WORK INSTRUCTION — A single number is expected: the count of lines in the records below that contain "flower".

(Data entries)
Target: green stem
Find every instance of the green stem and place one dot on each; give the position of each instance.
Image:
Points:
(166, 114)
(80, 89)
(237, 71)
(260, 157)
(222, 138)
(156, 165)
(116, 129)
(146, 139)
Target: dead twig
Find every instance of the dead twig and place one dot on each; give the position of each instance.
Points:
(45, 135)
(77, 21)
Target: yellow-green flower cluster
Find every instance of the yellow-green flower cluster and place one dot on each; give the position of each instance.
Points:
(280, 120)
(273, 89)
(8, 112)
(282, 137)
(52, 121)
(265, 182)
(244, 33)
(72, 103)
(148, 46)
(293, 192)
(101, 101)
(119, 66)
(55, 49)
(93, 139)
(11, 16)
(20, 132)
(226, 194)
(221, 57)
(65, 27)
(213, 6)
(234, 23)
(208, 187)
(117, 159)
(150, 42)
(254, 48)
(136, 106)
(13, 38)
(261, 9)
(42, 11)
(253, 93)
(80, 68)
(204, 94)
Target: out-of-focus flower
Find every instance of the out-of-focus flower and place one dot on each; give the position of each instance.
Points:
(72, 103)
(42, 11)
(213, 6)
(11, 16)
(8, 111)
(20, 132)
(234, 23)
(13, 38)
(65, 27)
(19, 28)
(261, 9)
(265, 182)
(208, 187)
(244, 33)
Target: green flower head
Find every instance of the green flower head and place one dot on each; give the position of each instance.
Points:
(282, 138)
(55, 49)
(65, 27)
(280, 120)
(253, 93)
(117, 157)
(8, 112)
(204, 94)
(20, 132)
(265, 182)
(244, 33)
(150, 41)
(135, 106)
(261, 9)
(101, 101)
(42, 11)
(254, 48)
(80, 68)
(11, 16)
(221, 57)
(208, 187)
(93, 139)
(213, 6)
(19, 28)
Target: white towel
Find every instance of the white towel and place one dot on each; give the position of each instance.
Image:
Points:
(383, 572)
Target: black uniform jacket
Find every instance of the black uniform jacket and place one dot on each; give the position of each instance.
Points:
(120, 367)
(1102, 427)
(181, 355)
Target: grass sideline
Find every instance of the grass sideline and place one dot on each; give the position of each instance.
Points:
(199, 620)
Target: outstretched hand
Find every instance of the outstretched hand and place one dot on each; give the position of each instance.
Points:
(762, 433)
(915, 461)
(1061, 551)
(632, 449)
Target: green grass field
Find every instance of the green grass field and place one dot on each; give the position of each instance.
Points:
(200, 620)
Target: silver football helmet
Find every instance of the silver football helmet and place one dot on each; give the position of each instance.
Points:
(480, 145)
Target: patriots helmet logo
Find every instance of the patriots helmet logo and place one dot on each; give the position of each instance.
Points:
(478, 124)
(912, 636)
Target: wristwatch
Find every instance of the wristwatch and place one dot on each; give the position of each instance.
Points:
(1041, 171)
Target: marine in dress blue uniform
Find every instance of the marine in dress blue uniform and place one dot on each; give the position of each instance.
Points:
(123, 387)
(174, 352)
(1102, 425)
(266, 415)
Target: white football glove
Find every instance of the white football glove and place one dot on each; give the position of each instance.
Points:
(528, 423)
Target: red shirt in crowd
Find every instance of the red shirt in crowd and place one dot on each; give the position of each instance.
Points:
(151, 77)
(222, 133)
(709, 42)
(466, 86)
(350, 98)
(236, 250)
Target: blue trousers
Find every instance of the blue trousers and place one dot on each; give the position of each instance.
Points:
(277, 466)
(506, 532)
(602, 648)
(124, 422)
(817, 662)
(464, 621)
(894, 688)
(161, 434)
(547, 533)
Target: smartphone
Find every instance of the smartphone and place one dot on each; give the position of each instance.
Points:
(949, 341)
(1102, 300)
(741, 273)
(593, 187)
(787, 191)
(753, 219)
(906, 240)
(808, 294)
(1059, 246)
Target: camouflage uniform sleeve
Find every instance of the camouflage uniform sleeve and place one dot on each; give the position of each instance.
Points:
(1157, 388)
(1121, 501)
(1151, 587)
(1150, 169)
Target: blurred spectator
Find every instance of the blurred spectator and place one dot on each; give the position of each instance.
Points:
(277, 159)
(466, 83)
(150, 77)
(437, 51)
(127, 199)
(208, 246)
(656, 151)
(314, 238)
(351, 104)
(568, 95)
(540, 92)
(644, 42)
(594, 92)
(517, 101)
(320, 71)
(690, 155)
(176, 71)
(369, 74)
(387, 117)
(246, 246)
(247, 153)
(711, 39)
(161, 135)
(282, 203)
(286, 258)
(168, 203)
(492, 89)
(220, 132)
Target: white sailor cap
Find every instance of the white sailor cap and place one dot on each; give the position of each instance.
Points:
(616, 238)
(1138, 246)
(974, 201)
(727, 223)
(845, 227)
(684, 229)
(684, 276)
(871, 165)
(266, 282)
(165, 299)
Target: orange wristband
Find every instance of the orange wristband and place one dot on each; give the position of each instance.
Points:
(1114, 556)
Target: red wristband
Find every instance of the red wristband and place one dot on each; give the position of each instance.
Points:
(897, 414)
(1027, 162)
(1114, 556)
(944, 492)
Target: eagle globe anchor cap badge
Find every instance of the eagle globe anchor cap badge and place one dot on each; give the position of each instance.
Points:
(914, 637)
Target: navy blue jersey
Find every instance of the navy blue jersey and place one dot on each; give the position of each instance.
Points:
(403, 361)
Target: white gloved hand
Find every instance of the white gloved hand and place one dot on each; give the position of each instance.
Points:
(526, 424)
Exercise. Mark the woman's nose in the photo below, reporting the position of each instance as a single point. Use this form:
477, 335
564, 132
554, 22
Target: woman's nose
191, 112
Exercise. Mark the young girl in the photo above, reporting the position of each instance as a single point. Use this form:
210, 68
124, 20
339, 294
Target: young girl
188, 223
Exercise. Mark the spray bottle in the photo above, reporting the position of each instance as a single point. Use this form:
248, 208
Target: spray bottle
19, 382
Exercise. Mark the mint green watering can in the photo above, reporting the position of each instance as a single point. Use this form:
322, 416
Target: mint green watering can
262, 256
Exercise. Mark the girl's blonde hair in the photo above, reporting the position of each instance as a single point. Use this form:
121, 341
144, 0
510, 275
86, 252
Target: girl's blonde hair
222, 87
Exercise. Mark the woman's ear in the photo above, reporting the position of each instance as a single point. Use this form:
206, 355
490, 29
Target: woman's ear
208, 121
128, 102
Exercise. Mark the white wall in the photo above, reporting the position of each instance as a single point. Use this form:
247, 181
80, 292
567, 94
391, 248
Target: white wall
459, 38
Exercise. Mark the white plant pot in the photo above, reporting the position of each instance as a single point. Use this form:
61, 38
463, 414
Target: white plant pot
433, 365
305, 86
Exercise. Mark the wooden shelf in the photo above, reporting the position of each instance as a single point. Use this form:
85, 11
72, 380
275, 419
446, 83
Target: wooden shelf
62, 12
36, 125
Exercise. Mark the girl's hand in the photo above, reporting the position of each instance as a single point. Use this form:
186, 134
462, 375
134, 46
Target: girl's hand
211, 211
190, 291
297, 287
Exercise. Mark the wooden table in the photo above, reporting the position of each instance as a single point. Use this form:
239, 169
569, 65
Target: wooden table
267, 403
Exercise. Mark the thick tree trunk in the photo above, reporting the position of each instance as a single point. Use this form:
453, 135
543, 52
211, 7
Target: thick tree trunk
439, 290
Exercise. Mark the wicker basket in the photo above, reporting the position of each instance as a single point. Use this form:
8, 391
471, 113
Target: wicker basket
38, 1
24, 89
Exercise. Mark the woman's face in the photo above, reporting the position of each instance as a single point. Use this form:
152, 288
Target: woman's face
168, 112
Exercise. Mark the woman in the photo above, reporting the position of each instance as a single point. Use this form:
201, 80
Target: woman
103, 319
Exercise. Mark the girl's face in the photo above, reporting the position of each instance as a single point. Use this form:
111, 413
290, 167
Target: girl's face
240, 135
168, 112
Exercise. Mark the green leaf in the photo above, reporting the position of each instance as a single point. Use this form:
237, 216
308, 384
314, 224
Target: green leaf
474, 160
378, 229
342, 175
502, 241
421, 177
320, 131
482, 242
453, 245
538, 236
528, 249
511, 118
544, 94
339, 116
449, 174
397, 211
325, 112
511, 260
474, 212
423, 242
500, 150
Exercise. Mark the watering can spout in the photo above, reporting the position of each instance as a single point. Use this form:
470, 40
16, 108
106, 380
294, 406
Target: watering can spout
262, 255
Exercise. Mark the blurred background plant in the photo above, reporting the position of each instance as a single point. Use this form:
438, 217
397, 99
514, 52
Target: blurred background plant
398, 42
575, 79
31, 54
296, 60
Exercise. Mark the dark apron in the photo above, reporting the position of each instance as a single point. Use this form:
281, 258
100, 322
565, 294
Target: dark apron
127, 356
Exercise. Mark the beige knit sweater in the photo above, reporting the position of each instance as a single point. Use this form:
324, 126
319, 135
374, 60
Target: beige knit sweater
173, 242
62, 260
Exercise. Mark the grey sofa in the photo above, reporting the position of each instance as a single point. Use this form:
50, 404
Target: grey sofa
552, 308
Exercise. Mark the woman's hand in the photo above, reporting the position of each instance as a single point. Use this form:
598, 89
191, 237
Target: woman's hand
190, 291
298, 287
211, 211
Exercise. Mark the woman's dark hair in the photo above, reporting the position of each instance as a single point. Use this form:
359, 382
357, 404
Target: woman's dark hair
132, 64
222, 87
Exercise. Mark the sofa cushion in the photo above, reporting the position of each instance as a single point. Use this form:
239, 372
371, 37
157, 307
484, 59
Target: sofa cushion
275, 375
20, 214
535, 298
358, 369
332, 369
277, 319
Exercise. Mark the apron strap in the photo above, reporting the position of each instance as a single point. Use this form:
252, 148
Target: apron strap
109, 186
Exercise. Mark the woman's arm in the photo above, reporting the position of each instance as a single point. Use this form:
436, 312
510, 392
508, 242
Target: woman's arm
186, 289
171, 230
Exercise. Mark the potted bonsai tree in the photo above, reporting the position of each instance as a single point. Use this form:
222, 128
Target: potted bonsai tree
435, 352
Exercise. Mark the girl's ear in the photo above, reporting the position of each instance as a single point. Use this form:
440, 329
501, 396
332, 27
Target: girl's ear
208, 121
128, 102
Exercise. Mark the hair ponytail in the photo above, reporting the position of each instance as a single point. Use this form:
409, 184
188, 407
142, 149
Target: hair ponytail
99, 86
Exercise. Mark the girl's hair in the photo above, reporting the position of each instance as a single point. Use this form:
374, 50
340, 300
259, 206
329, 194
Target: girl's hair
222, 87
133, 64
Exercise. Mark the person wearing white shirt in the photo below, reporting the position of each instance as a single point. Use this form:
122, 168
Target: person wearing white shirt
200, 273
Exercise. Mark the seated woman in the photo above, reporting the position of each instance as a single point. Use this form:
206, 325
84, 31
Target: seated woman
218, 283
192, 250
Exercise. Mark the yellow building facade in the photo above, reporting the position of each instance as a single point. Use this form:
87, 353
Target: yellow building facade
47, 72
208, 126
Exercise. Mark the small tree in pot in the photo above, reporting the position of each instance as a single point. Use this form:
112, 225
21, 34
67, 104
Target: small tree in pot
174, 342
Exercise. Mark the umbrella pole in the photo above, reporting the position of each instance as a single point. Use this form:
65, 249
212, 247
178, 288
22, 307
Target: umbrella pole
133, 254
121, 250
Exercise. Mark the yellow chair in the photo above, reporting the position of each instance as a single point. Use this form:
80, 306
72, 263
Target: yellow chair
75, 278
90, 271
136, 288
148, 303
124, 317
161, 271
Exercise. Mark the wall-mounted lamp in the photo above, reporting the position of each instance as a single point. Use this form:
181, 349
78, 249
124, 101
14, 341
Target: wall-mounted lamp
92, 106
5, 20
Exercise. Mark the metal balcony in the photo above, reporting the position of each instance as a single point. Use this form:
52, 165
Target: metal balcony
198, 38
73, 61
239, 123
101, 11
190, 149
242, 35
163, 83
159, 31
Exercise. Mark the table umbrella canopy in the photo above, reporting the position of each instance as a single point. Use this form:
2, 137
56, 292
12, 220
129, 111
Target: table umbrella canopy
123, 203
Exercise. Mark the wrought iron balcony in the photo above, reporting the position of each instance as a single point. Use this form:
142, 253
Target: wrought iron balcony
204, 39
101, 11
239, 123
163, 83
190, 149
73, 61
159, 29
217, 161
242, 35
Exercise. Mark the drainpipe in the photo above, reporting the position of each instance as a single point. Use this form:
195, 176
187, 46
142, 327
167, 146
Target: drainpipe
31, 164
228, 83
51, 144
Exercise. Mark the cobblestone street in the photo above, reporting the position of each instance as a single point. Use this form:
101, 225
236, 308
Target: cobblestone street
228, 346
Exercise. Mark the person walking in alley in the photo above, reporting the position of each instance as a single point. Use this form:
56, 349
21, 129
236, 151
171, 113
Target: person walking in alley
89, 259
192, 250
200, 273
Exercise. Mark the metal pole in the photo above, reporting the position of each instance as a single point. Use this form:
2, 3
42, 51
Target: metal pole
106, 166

TASK ANSWER — 6